§ **QUESTION À TRAITER**:
Répondez aux questions suivantes en vous appuyant sur l'extrait du document ci-dessous :
1. En quelle année le programme de Maîtrise ès Arts en Criminologie a-t-il été créé à l'Université de Montréal ?
2. Quel fut le premier titre de la revue ?
3. En quelle année la revue a-t-elle adopté la formule des numéros thématiques ?

Denis Szabo[1]. Fondateur de Criminologie, directeur de 1968 à 1987

Lorsque fut créé en 1960 le programme de Maîtrise ès Arts en Criminologie à l’Université de Montréal, ma préoccupation principale était d’assurer à long terme le prestige scientifique de la nouvelle discipline. En effet, les enseignements déjà bien établis tels que la psychologie et les autres sciences sociales considéraient avec un certain scepticisme la vocation scientifique de notre discipline. Celle-ci, dès l’abord, était d’orientation professionnelle. Ainsi, le service social, déjà bien établi, fut reconnu par sa valeur de formation pratique ; beaucoup cependant s’interrogeaient sur sa valeur proprement scientifique.

Le danger pour la criminologie était évident : nos diplômés étaient en effet destinés, essentiellement, à l’intervention auprès des délinquants, des déviants, des détenus, des personnes judiciarisées et à la gestion des services d’administration de la justice et de la sécurité publique. Or, cette intervention devait avoir, à l’instar de la médecine, un fondement scientifique si elle devait se qualifier pleinement comme une véritable discipline d’enseignement. La vocation vers la pratique de l’intervention était incontournable : c’était la justification même de la formation de nos criminologues. Mais pour en assurer la qualité basée sur la recherche scientifique, il était indispensable que le nouveau département et par la suite École soit aussi un centre de recherche de haut niveau.

C’est là que se trouvait le défi que l’équipe toute jeune du département devait relever. Or, un important critère de la qualité de cette recherche était la publication des résultats de nos travaux. Ceux-ci devaient être présentés à l’attention critique du monde scientifique national et international. La qualité particulière, originale, de caractère interdisciplinaire de l’équipe des enseignants/chercheurs méritait l’attention du monde académique : médecins, psychologues, sociologues, juristes, politologues conjuguaient leurs efforts dans l’étude des sources, des formes, des caractéristiques des comportements délinquants et de la réaction sociale que ceux-ci provoquent.

C’est cette préoccupation de présenter la criminologie comme une science qui a présidé en 1968 au choix du premier titre de la revue, Acta criminologica, qui soulignait le sérieux de sa vocation scientifique. Les premiers numéros contenaient de substantiels mémoires produits par les chercheurs de l’équipe, écartant toute référence à l’actualité de la scène criminelle. Au fil des années, plus confiants dans nos forces, nous passions en 1975 à la formule, qui existe jusqu’à nos jours, des numéros thématiques. Les thèmes les plus divers embrassent carrément l’actualité que présente la politique criminelle en pleine transformation, engageant des réformes majeures de modernisation de nos appareils institutionnels. L’examen des titres témoigne bien de ce souci de service et reflète les divers aspects de l’actualité de la question criminelle au Québec et au Canada. La revue prend ainsi sa place parmi les publications périodiques bien établies dans le monde national et international.

(Descriptions de régions en langage naturel)
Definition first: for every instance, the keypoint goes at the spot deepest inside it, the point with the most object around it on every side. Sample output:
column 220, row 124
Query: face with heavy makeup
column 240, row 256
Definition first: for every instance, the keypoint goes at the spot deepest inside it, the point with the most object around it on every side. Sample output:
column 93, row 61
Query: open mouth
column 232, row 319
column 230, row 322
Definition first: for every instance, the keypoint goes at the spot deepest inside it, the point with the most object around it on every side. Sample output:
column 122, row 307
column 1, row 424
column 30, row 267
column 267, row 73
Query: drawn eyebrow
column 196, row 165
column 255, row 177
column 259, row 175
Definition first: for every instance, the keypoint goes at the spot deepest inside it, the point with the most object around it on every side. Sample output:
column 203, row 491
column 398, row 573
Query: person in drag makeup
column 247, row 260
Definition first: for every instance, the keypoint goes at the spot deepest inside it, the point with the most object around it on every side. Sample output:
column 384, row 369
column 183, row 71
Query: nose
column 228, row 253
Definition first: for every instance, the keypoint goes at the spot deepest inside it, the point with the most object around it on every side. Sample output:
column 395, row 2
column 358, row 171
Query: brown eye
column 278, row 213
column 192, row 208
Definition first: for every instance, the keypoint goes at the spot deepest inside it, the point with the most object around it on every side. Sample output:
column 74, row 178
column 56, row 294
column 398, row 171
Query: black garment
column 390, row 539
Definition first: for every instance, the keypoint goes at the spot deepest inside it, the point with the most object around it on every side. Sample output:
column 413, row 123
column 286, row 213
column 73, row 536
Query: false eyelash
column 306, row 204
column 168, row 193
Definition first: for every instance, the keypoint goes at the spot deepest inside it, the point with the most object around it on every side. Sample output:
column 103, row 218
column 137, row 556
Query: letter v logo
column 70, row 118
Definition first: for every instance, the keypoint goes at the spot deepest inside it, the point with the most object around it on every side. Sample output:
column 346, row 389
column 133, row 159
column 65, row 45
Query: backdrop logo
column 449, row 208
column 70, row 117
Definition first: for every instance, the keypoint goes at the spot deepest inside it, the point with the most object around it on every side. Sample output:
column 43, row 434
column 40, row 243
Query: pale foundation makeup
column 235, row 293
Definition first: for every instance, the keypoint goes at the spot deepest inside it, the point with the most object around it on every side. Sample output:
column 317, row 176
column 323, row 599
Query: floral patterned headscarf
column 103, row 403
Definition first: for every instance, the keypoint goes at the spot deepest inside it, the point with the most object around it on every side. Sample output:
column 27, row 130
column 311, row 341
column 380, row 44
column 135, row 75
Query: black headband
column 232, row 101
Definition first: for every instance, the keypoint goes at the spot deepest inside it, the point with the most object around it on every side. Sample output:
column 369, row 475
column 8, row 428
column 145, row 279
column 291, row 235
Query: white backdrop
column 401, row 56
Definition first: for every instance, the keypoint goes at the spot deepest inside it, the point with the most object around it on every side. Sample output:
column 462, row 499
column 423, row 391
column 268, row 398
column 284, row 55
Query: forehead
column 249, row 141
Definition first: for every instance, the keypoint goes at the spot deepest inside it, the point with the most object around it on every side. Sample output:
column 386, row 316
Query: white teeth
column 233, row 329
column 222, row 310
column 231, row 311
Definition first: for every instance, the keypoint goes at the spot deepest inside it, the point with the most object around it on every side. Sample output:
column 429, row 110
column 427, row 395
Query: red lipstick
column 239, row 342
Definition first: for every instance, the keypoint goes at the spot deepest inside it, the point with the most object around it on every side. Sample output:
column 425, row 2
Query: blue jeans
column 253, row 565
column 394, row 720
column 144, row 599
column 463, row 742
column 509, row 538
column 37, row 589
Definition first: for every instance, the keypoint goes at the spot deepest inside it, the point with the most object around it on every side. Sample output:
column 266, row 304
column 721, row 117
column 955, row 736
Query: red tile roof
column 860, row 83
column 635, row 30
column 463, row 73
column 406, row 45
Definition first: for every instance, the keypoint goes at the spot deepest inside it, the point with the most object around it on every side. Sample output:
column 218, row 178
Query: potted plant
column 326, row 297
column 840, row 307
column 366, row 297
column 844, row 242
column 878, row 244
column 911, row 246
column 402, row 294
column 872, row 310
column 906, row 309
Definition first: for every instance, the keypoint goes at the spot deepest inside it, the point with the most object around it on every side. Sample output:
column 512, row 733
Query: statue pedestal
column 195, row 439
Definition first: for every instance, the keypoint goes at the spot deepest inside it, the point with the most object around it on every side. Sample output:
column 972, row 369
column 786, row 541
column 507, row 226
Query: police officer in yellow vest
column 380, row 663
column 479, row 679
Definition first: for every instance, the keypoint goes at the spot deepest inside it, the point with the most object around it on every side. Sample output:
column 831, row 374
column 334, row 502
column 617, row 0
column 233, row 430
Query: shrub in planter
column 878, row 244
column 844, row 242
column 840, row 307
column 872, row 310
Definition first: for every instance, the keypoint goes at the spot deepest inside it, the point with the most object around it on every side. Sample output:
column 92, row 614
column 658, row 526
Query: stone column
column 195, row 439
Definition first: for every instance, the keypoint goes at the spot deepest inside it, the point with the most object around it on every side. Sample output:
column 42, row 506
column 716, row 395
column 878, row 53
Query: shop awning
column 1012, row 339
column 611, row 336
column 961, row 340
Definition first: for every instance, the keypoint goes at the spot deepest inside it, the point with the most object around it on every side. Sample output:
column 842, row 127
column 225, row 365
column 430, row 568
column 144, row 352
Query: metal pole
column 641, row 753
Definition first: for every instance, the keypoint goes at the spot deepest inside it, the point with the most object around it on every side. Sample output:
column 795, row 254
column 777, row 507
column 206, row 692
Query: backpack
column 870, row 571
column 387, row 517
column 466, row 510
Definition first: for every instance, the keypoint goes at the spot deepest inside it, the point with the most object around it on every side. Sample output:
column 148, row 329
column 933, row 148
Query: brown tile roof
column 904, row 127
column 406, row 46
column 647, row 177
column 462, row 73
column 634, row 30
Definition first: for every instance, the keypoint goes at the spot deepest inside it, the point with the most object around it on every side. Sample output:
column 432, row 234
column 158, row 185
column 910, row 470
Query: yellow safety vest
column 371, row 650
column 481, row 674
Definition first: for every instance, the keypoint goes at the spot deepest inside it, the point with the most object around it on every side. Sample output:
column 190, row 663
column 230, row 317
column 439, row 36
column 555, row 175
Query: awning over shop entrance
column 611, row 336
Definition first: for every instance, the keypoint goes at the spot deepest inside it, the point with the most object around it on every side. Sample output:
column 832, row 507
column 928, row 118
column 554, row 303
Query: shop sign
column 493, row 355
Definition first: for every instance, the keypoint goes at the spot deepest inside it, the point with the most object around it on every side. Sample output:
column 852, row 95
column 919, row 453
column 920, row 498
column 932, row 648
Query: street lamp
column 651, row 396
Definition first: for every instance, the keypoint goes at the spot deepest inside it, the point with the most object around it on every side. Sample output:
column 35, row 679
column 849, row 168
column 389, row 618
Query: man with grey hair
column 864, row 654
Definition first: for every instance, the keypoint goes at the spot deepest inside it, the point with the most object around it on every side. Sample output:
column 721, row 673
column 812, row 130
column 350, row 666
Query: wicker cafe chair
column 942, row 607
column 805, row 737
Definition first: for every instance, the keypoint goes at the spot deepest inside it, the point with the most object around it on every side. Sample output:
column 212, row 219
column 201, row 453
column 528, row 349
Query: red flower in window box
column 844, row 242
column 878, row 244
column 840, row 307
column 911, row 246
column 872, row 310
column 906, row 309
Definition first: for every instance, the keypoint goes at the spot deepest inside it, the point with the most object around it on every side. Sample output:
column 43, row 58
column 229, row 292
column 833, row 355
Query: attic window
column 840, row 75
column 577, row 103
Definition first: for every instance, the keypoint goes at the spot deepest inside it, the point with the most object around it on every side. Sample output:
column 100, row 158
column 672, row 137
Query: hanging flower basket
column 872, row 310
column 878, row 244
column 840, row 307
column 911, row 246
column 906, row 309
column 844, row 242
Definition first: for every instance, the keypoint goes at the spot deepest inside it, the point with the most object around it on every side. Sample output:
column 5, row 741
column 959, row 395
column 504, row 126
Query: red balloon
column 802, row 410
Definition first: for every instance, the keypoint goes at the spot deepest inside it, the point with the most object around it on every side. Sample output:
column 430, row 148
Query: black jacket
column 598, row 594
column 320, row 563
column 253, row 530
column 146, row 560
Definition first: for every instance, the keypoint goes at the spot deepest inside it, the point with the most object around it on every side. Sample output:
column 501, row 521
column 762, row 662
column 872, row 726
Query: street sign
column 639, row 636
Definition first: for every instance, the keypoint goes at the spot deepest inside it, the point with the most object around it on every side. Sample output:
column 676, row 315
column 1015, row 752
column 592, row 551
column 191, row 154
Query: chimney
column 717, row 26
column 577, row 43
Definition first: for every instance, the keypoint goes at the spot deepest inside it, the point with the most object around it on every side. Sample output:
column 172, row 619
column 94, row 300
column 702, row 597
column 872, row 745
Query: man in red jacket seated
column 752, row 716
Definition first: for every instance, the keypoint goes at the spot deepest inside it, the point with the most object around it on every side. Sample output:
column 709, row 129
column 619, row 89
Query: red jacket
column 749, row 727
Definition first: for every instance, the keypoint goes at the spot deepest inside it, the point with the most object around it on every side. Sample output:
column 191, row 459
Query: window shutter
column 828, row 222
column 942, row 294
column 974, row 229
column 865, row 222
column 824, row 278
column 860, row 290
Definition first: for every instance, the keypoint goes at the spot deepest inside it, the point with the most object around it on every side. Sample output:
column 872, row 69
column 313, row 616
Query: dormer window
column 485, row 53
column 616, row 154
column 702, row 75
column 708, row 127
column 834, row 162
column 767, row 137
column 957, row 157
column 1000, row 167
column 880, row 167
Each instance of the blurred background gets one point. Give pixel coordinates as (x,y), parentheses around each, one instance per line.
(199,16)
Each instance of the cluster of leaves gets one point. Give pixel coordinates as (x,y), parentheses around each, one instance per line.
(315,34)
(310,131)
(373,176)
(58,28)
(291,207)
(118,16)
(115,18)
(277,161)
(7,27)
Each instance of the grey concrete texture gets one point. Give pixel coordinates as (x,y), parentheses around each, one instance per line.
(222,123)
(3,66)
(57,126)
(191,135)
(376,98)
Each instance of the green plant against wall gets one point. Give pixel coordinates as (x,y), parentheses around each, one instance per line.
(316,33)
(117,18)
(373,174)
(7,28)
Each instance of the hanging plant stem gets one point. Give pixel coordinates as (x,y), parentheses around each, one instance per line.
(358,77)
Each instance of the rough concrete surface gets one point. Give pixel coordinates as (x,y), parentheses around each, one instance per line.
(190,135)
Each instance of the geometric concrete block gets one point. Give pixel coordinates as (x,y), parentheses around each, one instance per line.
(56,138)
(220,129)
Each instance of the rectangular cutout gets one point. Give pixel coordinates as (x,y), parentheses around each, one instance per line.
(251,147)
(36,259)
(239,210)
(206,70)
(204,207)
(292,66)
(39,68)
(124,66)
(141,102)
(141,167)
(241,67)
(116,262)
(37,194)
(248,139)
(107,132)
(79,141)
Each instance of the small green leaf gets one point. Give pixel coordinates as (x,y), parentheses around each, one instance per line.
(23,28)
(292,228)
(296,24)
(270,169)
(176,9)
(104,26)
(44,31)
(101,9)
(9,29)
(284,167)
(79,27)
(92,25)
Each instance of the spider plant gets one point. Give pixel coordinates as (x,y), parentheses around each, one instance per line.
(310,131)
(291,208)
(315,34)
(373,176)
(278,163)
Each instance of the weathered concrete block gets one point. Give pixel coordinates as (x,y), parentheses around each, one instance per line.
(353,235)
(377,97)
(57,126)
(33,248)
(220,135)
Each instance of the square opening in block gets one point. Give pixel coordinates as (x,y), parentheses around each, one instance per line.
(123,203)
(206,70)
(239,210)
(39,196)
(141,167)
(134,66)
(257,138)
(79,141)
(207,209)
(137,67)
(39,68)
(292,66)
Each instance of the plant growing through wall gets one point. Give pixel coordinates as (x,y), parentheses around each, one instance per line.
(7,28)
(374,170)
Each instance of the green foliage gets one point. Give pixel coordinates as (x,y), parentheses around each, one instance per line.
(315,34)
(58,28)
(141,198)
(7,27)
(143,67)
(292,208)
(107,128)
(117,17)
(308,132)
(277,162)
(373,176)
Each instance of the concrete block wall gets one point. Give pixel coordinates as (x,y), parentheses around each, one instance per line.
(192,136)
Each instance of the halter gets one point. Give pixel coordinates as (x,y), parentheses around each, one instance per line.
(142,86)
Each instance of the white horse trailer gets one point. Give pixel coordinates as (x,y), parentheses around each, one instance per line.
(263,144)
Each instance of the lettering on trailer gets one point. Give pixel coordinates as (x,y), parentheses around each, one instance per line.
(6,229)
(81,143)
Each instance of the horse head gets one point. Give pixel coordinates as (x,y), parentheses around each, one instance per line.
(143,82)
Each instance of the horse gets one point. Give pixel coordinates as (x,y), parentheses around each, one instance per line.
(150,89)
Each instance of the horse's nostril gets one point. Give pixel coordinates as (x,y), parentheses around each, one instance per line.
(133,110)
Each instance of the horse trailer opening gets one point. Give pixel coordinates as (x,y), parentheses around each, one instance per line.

§ **RÉPONSE PROPOSÉE**:
1. En 1960.
2. Acta criminologica.
3. En 1975.